Tugas Pengerjaan:
1. Berikan kutipan berita tentang halal bihalal perantau Banyuwangi mulai dari "Suasana di pendopo" sampai dengan "satunya Arief Yahya.", salin kata demi kata tanpa perubahan.
2. Tuliskan lanjutan berita tentang halal bihalal perantau Banyuwangi, dimulai tepat setelah kalimat terakhirnya.

Bagian Teks:
<<<<
Banyuwangi (Antara Jatim) - Bupati Banyuwangi Abdullah Azwar Anas mengumpulklan ratusan diaspora atau perantauan asal daerah itu dalam acara halal bi halal di Pendopo Shaba Swagata Blambangan, Jumat, yang juga dihadiri Menteri Pariwisata Arief Yahya.
Tradisi dalam momen Lebaran tersebut digelar pada hari ketiga bulan Syawal tahun Hijriyah. Acara itu dihadiri para perantau asal Banyuwangi dengan berlatar belakang profesi yang berbeda dan datang dari berbagai daerah di Indonesia, seperti Jakarta, Bandung, Kalimantan, Mimika (Papua), maupun yang berada di luar negeri, yakni Malaysia, Taiwan dan Australia.
Suasana di pendopo cukup meriah yang dimanfaatkan oleh para diaspora itu untuk bernostalgia. Sambil menunggu acara dimulai, mereka disuguhi lagu-lagu Banyuwangi lawashingga terbaru yang dinyanyikan secara live. Selain itu, di halaman pendopo juga didirikan stand suvenir khas Banyuwangi.
Ajang kangen-kangenan itu berlangsung dengan hangat. Mereka memanfaatkannys untuk saling bersilahturahim, bahkan tak sedikit yang menjadikan moment ini sebagai reuni dengan teman sekolah.
Seperti yang dialami Suhaili Yakin, warga rantau yang kini menetap di Bandung. Suhaili yang hadir bersama keluarganya ini sengaja datang ke acara ini untuk bertemu dengan teman-temannya sewaktu kuliah di Institut Teknologi Bandung (ITB), salah satunya Arief Yahya.
>>>>
Entri dari sebuah sumber data:
<<<<
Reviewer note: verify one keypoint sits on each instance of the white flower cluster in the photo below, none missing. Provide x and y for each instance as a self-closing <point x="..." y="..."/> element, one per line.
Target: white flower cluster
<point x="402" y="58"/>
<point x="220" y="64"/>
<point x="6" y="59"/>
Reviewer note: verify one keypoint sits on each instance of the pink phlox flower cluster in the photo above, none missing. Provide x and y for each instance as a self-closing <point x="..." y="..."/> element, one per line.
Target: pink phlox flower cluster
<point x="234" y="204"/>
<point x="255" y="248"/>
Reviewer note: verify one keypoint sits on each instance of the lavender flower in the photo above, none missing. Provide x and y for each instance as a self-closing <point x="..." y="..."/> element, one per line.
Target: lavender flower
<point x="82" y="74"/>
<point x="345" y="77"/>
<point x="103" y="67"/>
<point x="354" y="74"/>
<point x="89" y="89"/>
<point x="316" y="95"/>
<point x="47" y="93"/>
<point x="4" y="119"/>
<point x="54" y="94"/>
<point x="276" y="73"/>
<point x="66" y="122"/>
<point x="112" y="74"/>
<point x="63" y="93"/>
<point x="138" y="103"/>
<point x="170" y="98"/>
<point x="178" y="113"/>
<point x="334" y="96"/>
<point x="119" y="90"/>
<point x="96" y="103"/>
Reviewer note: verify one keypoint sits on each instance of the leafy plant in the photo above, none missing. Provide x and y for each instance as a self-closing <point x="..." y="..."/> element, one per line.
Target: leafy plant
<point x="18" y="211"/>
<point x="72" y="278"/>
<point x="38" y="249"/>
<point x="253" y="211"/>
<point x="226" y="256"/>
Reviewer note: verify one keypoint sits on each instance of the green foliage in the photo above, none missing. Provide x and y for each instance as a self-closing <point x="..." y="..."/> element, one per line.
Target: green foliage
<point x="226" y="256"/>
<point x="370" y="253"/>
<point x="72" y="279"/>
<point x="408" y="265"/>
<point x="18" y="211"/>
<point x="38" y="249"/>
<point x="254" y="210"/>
>>>>
Jawaban Latihan:
1.
Suasana di pendopo cukup meriah yang dimanfaatkan oleh para diaspora itu untuk bernostalgia. Sambil menunggu acara dimulai, mereka disuguhi lagu-lagu Banyuwangi lawashingga terbaru yang dinyanyikan secara live. Selain itu, di halaman pendopo juga didirikan stand suvenir khas Banyuwangi.
Ajang kangen-kangenan itu berlangsung dengan hangat. Mereka memanfaatkannys untuk saling bersilahturahim, bahkan tak sedikit yang menjadikan moment ini sebagai reuni dengan teman sekolah.
Seperti yang dialami Suhaili Yakin, warga rantau yang kini menetap di Bandung. Suhaili yang hadir bersama keluarganya ini sengaja datang ke acara ini untuk bertemu dengan teman-temannya sewaktu kuliah di Institut Teknologi Bandung (ITB), salah satunya Arief Yahya.

2.
"Karena saya tahu pak Arief selalu hadir di acara diaspora ini, makanya saya selalu sempatkan hadir ke sini untuk bertemu dengan beliau yang satu angkatan di atas saya. Istrinya pun, adalah teman satu kos istri saya saat di Bandung. Ini cara kami bisa melepas kangen antarteman, sekaligus meluapkan kerinduan kami pada Banyuwangi. Mendengar lagu-lagu Banyuwangi di sini, hati saya trenyuh, ingat kampung saya di Licin," ujar Suhaili yang bekerja di salah satu perusahaan minyak.
Para anak muda rantau Banyuwangi juga memanfaatkan momen ini untuk bereuni. Salah satunya alumnus SMAN 1 Glagah tahun 2011. Tujuh orang sahabat ini sengaja janjian bertemu di acara itu untuk melepas kangen.
"Kami sengaja kopi darat di acara ini. Karena untuk bertemu di waktu lain susah, karena kesibukan kerja kami masing-masing. Teman saya ada yang kerja di Jakarta, Bandung, Surabaya, jadinya kami janjian di sini saja saat mudik," ujar Rifky Adiansyah, yang bekerja sebagai peneliti muda di Universitas Padjajaran Bandung.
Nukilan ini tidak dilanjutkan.